═══ MATERIAL FOR THIS EXERCISE
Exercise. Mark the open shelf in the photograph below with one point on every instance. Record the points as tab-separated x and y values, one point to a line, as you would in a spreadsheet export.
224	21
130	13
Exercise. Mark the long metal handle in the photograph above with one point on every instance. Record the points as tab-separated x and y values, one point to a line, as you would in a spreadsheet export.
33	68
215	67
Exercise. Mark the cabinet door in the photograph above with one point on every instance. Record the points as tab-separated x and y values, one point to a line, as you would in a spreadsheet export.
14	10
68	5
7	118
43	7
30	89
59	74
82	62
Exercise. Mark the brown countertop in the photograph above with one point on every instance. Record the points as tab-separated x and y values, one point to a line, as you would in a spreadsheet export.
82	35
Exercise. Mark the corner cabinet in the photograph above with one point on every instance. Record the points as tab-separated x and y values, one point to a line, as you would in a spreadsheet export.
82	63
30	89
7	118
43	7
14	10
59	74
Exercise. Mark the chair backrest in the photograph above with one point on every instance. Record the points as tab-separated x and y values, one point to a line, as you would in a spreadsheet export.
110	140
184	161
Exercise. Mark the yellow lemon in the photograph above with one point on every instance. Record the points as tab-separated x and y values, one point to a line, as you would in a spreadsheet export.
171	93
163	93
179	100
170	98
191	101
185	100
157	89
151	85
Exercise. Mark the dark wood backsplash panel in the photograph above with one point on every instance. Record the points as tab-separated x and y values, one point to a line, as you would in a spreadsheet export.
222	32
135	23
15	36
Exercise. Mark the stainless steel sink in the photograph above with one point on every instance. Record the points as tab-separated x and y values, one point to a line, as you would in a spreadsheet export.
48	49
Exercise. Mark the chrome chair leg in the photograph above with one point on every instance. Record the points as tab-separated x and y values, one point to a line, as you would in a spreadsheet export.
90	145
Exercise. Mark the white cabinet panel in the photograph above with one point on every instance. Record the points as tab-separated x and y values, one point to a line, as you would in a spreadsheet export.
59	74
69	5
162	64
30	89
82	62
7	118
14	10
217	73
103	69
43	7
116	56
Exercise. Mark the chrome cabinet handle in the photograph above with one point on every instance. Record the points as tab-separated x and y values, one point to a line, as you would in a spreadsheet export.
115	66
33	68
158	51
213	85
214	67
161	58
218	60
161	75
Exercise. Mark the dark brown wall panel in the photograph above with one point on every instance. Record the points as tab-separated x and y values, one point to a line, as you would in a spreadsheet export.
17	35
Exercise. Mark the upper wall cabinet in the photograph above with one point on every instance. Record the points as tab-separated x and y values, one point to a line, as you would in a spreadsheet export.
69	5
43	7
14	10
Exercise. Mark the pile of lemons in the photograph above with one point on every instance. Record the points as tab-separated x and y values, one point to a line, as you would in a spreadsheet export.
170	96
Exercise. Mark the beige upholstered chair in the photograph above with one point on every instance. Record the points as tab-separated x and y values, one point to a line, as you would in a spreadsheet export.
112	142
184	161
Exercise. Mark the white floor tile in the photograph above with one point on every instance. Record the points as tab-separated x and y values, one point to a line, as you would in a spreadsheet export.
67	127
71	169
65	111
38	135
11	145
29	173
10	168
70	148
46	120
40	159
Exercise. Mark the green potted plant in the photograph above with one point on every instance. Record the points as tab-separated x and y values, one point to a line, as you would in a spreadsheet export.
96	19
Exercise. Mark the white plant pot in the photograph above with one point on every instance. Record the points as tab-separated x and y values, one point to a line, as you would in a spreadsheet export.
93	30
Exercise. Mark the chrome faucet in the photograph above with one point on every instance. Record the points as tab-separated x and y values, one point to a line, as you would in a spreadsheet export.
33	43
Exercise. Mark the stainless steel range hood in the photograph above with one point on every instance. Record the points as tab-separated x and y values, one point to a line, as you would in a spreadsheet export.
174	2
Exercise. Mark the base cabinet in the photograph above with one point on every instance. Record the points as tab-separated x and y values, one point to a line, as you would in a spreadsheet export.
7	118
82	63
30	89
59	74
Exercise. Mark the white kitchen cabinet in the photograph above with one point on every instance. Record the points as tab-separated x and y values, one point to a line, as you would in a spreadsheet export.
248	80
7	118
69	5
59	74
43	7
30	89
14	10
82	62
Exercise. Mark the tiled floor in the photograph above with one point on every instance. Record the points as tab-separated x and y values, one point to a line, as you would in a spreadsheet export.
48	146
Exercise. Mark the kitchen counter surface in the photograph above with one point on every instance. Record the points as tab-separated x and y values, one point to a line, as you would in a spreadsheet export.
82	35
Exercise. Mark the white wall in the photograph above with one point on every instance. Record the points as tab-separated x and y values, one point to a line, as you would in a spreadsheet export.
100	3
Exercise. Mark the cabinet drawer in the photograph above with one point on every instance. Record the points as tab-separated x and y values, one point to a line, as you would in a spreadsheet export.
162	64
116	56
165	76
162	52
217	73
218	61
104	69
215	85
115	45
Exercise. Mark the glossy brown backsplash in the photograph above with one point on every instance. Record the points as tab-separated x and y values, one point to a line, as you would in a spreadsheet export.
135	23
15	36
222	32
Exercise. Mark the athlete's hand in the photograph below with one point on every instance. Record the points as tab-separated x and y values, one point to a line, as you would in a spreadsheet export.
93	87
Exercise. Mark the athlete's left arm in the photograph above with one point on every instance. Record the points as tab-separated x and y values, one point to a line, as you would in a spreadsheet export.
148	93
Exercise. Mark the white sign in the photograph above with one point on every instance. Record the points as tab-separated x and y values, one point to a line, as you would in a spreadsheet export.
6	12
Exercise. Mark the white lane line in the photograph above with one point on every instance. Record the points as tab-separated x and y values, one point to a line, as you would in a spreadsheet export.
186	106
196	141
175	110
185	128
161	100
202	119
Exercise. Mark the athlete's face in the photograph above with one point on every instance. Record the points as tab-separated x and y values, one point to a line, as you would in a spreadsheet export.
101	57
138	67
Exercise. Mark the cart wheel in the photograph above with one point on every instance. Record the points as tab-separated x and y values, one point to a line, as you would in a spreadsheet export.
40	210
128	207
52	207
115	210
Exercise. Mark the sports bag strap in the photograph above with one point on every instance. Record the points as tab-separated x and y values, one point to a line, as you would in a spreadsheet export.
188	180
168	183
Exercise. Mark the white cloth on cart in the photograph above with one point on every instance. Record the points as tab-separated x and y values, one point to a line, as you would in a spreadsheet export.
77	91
══════
_TASK PROMPT_: Send back every line of the listing above exactly.

_COMPLETED TASK_:
Exercise. Mark the open shelf in the photograph below with one point on every instance. Record the points as tab-separated x and y values, one point to a line, as you would in a spreadsheet export.
224	21
130	13
Exercise. Mark the long metal handle in the photograph above with one point on every instance. Record the points as tab-separated x and y values, one point to a line, as you would in a spreadsheet export.
33	68
215	67
Exercise. Mark the cabinet door in the photograph above with one point on every instance. Record the points as tab-separated x and y values, one point to a line, as you would in a spreadsheet export.
14	10
68	5
7	118
43	7
30	89
59	74
82	62
Exercise. Mark the brown countertop in the photograph above with one point on every instance. Record the points as tab-separated x and y values, one point to a line, as you would in a spreadsheet export.
82	35
Exercise. Mark the corner cabinet in the photograph above with one point on every instance. Record the points as tab-separated x and y values, one point to a line, as you would in a spreadsheet export.
82	63
30	89
7	118
43	7
14	10
59	74
Exercise. Mark the chair backrest in the photograph above with one point on every instance. Record the points as tab-separated x and y values, one point to a line, as you would in a spreadsheet export.
110	140
184	161
Exercise. Mark the yellow lemon in the photograph above with one point on every instance. Record the points as tab-separated x and y values, one point to a line, as you would in a spreadsheet export.
171	93
163	93
179	100
170	98
191	101
185	100
157	89
151	85
Exercise. Mark the dark wood backsplash panel in the photograph above with one point on every instance. Record the points as tab-separated x and y values, one point to a line, as you would in a spreadsheet export.
222	32
135	23
15	36
Exercise. Mark the stainless steel sink in the photograph above with one point on every instance. Record the points as tab-separated x and y values, one point to a line, as you would in a spreadsheet export.
48	49
Exercise. Mark the chrome chair leg in the photograph above with one point on every instance. Record the points as tab-separated x and y values, one point to a line, as you would in a spreadsheet export.
90	145
Exercise. Mark the white cabinet panel in the photograph above with one point on every instance. Record the points as tab-separated x and y values, one point to a line, as you would in a spreadsheet export.
59	74
69	5
162	64
30	89
82	62
7	118
14	10
217	73
103	69
43	7
116	56
Exercise. Mark the chrome cabinet handle in the photograph above with one point on every instance. Record the points as tab-separated x and y values, one point to a line, as you would in a spreadsheet export.
115	66
33	68
158	51
213	85
214	67
161	58
218	60
161	75
Exercise. Mark the dark brown wall panel in the photograph above with one point on every instance. Record the points as tab-separated x and y values, one point to a line, as you would in a spreadsheet export.
17	35
Exercise. Mark the upper wall cabinet in the photograph above with one point on every instance. Record the points as tab-separated x and y values, one point to a line, as you would in a spreadsheet export.
69	5
43	7
14	10
Exercise. Mark the pile of lemons in the photograph above with one point on every instance. Record the points as tab-separated x and y values, one point to a line, as you would in a spreadsheet export.
170	96
Exercise. Mark the beige upholstered chair in the photograph above with one point on every instance. Record the points as tab-separated x and y values, one point to a line, as you would in a spreadsheet export.
112	142
184	161
Exercise. Mark the white floor tile in the photograph above with one point on every instance. Record the points as tab-separated x and y values, one point to a line, as you would in a spreadsheet export.
67	127
71	169
65	111
38	135
11	145
29	173
10	168
70	148
46	120
40	159
Exercise. Mark the green potted plant in the photograph above with one point on every instance. Record the points as tab-separated x and y values, one point to a line, as you would in a spreadsheet export.
96	19
Exercise. Mark the white plant pot in the photograph above with one point on every instance. Record the points as tab-separated x and y values, one point to a line, as you would in a spreadsheet export.
93	30
Exercise. Mark the chrome faucet in the photograph above with one point on every instance. Record the points as tab-separated x and y values, one point to a line, as you would in a spreadsheet export.
33	43
Exercise. Mark the stainless steel range hood in the photograph above with one point on every instance. Record the points as tab-separated x and y values, one point to a line, as you would in a spreadsheet export.
174	2
Exercise. Mark the base cabinet in the photograph above with one point on every instance. Record the points as tab-separated x and y values, one point to a line, as you would in a spreadsheet export.
7	118
82	63
30	89
59	74
Exercise. Mark the white kitchen cabinet in the photograph above with one point on every instance. Record the points as tab-separated x and y values, one point to a line, as you would in a spreadsheet export.
248	80
7	118
69	5
59	74
43	7
30	89
14	10
82	62
Exercise. Mark the tiled floor in the photograph above with one point on every instance. Record the points as tab-separated x and y values, one point to a line, as you would in a spreadsheet export.
48	146
Exercise. Mark the kitchen counter surface in the photograph above with one point on every instance. Record the points as tab-separated x and y values, one point to a line, as you would in a spreadsheet export.
82	35
Exercise. Mark the white wall in the photograph above with one point on every instance. Record the points as tab-separated x and y values, one point to a line, as you would in a spreadsheet export.
100	3
Exercise. Mark the cabinet drawer in the photograph above with one point on every instance. Record the points as tab-separated x and y values, one point to a line, as you would in a spreadsheet export.
162	64
116	56
165	76
162	52
217	73
218	61
104	69
215	85
115	45
Exercise. Mark the glossy brown backsplash in the photograph above with one point on every instance. Record the points as tab-separated x and y values, one point to a line, as you would in a spreadsheet export.
135	23
15	36
222	32
Exercise. Mark the athlete's hand in the photograph below with one point on every instance. Record the points as tab-separated x and y values, one point to a line, as you would in a spreadsheet export.
93	87
Exercise. Mark the athlete's left arm in the photograph above with one point on every instance. Record the points as tab-separated x and y values, one point to a line, as you would in a spreadsheet export.
148	93
Exercise. Mark the white sign in the photograph above with one point on every instance. Record the points as tab-separated x and y values, one point to a line, as you would in a spreadsheet export.
6	12
Exercise. Mark the white lane line in the photograph above with one point on every instance. Record the points as tab-separated x and y values, one point to a line, as you would in a spreadsheet export.
186	106
196	141
175	110
185	128
161	100
202	119
Exercise. Mark the athlete's face in the photograph above with one point on every instance. Record the points as tab-separated x and y values, one point to a line, as you would in a spreadsheet export.
101	57
138	67
Exercise. Mark the cart wheel in the photograph above with one point on every instance. Record the points as tab-separated x and y values, one point to a line, as you would in a spreadsheet export.
40	210
128	207
52	207
115	210
Exercise. Mark the sports bag strap in the photograph above with one point on every instance. Record the points as tab-separated x and y values, one point to a line, as you would in a spreadsheet export.
188	180
168	183
Exercise. Mark the white cloth on cart in the photograph above with one point on every instance. Record the points as tab-separated x and y values, one point to a line, as you would in a spreadsheet export.
77	91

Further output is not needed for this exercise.